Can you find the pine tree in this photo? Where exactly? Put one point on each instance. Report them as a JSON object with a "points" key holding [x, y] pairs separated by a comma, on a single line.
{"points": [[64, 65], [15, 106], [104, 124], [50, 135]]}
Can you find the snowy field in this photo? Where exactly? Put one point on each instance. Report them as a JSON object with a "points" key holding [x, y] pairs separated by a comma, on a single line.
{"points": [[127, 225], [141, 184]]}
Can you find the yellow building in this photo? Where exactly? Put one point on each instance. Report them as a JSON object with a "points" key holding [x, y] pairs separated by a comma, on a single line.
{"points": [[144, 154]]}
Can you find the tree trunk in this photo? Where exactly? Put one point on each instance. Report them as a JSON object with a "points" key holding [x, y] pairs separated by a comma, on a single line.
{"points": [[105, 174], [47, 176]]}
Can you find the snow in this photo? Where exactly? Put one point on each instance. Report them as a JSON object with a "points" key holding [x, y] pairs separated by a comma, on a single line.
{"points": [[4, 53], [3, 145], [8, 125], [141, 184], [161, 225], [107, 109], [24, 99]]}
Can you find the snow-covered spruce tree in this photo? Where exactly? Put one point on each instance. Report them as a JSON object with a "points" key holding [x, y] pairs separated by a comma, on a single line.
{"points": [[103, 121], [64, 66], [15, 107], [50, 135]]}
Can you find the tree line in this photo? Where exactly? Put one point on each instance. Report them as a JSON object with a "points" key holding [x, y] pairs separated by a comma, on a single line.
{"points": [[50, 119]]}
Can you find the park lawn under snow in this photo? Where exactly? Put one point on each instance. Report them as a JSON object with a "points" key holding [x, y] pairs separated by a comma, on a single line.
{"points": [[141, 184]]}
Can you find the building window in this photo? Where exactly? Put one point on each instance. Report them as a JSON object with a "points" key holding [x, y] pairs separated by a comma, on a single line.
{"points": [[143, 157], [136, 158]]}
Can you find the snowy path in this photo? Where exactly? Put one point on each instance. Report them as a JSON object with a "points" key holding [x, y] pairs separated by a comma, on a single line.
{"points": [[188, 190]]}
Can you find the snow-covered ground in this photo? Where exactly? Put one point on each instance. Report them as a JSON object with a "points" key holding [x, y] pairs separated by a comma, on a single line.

-- -- --

→ What to produce
Restate the data above in full, keeping every word as it is.

→ Written response
Can you find the pine tree in this photo? Where exactly? Put one point on each instance. Report them as a JSON object with a "points" key holding [x, y] pairs separated by a comma, on a single line.
{"points": [[64, 65], [15, 106], [104, 124], [50, 135]]}
Can you find the snowy field in this photo? Where exactly? Put one point on each instance. Report them as a JSON object with a "points" key holding [x, y] pairs separated by a comma, on a single line.
{"points": [[127, 225], [141, 184]]}
Can you find the yellow building in this photo? Where exactly? Put one point on each instance. Report them as a JSON object with a "points" key holding [x, y] pairs separated by a comma, on a single line.
{"points": [[144, 154]]}
Can you find the tree trunk in this photo? Where exactly? Put one point on each instance. Report them as a JSON object with a "points" key holding [x, y] pairs separated by a comma, on a single line.
{"points": [[105, 174], [47, 176]]}
Can you find the snow in this photo? Where exactly? Put one point on each instance. Report them as a JSON object with a "points" key holding [x, y] pairs separated by a comma, on a single line.
{"points": [[4, 53], [3, 145], [8, 125], [141, 184], [161, 225], [107, 109], [24, 99]]}
Can you find the snow-covered spruce tree in this photo? Where exactly? Put one point on each instance. Report them as a JSON object with a "points" key holding [x, y] pairs separated by a comma, on a single line.
{"points": [[103, 121], [64, 66], [15, 107], [50, 135]]}
Can you find the tree line in this photo? Where exactly? Put one point on each instance. Report them as a JSON object with a "points" key holding [x, y] pairs separated by a comma, on a single line.
{"points": [[50, 119]]}
Can you find the park lawn under snow in this photo? Where exactly? Put one point on each instance. Report them as a JSON object with a "points" key holding [x, y] pairs separated by a comma, on a single line.
{"points": [[141, 184]]}
Can you find the building window in this photo? Where exactly? Put one point on each instance. Report them as a JSON object with a "points" key holding [x, y] pairs separated by a comma, on a single line.
{"points": [[143, 157], [136, 158]]}
Can you find the snowy path in this photo? Where exactly? Put one point on each instance. Report them as a JSON object with a "points" key holding [x, y] pairs separated by a comma, on a single line.
{"points": [[188, 190]]}
Can you find the snow-covered ground in this photo? Where exactly? Put one point on each instance. Report them as a JSON object with a "points" key holding [x, y] pairs separated by a comma, on a single line.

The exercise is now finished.